Write out the data again in full, keeping every character the same.

### Material for this task
■ ■ ■ ■ ■

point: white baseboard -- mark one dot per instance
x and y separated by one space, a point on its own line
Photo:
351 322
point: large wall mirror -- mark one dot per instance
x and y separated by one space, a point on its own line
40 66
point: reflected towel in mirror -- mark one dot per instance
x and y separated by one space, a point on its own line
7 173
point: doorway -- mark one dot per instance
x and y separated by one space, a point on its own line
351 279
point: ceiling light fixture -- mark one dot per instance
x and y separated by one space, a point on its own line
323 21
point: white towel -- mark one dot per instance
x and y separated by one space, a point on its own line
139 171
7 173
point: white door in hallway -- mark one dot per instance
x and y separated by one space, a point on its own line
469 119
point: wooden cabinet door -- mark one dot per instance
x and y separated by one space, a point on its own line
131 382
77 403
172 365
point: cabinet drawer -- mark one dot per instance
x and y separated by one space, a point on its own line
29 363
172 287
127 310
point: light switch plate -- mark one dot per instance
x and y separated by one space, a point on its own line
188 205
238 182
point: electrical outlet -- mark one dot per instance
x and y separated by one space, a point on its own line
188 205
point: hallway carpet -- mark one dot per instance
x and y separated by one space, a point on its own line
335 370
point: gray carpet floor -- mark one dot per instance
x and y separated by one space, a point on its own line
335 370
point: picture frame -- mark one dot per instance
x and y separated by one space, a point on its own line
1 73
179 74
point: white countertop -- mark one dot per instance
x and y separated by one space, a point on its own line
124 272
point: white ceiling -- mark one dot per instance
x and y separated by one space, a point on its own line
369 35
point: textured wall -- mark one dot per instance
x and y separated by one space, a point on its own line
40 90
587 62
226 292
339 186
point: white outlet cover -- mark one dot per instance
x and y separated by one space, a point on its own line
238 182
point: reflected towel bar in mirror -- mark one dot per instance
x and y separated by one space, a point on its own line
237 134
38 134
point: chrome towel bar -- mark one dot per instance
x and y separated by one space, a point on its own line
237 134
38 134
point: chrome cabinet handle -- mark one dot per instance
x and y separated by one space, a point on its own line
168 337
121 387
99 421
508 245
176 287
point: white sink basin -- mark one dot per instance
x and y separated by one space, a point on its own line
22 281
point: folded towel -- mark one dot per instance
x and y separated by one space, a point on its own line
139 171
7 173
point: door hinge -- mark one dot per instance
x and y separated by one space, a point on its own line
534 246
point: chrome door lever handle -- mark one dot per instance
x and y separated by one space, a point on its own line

■ ■ ■ ■ ■

### Result of this task
point: white baseboard -- mark one dot per instance
x and y separated by one space, a point on its own line
Photo:
351 322
point: large wall mirror -- mark one dot per instance
x and y separated by one space, a point on its own line
40 66
point: reflected towel in mirror -- mark one dot per instance
x and y separated by one space, a point on its own line
7 173
point: doorway -- mark one dot per instance
x and y separated by one space, a point on its own line
351 279
point: ceiling light fixture -- mark one dot per instance
x and y separated by one space, a point on its own line
323 21
point: white towel -- mark one dot per instance
x and y separated by one space, a point on its own line
139 171
7 173
point: white door in hallway -- mark one dot per instance
x and y separated by one space, a point on its own line
469 119
point: wooden cabinet door -- mark one dot per instance
x and y separated by one space, a point on its own line
131 382
77 403
172 365
point: cabinet drawer -- mark one dot per instance
x and y separated by one space, a point on its own line
29 363
172 287
127 310
point: light switch plate -- mark one dot per instance
x and y separated by one space, a point on its own line
188 205
238 182
point: electrical outlet -- mark one dot per instance
x and y separated by one space, a point on its own line
188 205
point: hallway carpet -- mark one dot per instance
x and y separated by one space, a point on its own line
335 370
point: gray carpet floor -- mark one dot per instance
x and y separated by one space, a point on its own line
335 370
point: picture frame -- mark one dot per instance
x and y separated by one space, a point on its own line
1 73
179 74
point: white countertop -- mark one dot per instance
x and y separated by one space, a point on its own line
124 272
point: white ceiling -- mark one dot per instance
x and y separated by one space, a point on its own line
369 35
point: textured wall -- mark one dot per instance
x and y separated by one space, a point on its own line
40 90
587 62
226 292
339 186
point: white outlet cover -- mark one dot per instance
x and y separated by one space, a point on its own line
238 182
point: reflected towel bar in mirror -- mark one dot per instance
x and y separated by one space, a point on its own line
237 134
38 134
point: chrome towel bar -- mark one dot per instance
x and y separated by one space, a point on its own line
237 134
38 134
point: chrome cabinet handle -- mark one dot per instance
x and y separated by one space, a point on its own line
168 337
121 387
99 421
508 245
176 287
point: white sink basin -- mark one dot per instance
x and y separated by one space, a point on its own line
22 281
point: folded towel -- mark one dot per instance
x and y separated by one space, a point on its own line
139 171
7 173
point: door hinge -- mark one dot per instance
x and y separated by one space, a point on its own line
534 246
point: chrome door lever handle -- mark one dot per instance
x and y separated by one space, a point on its own line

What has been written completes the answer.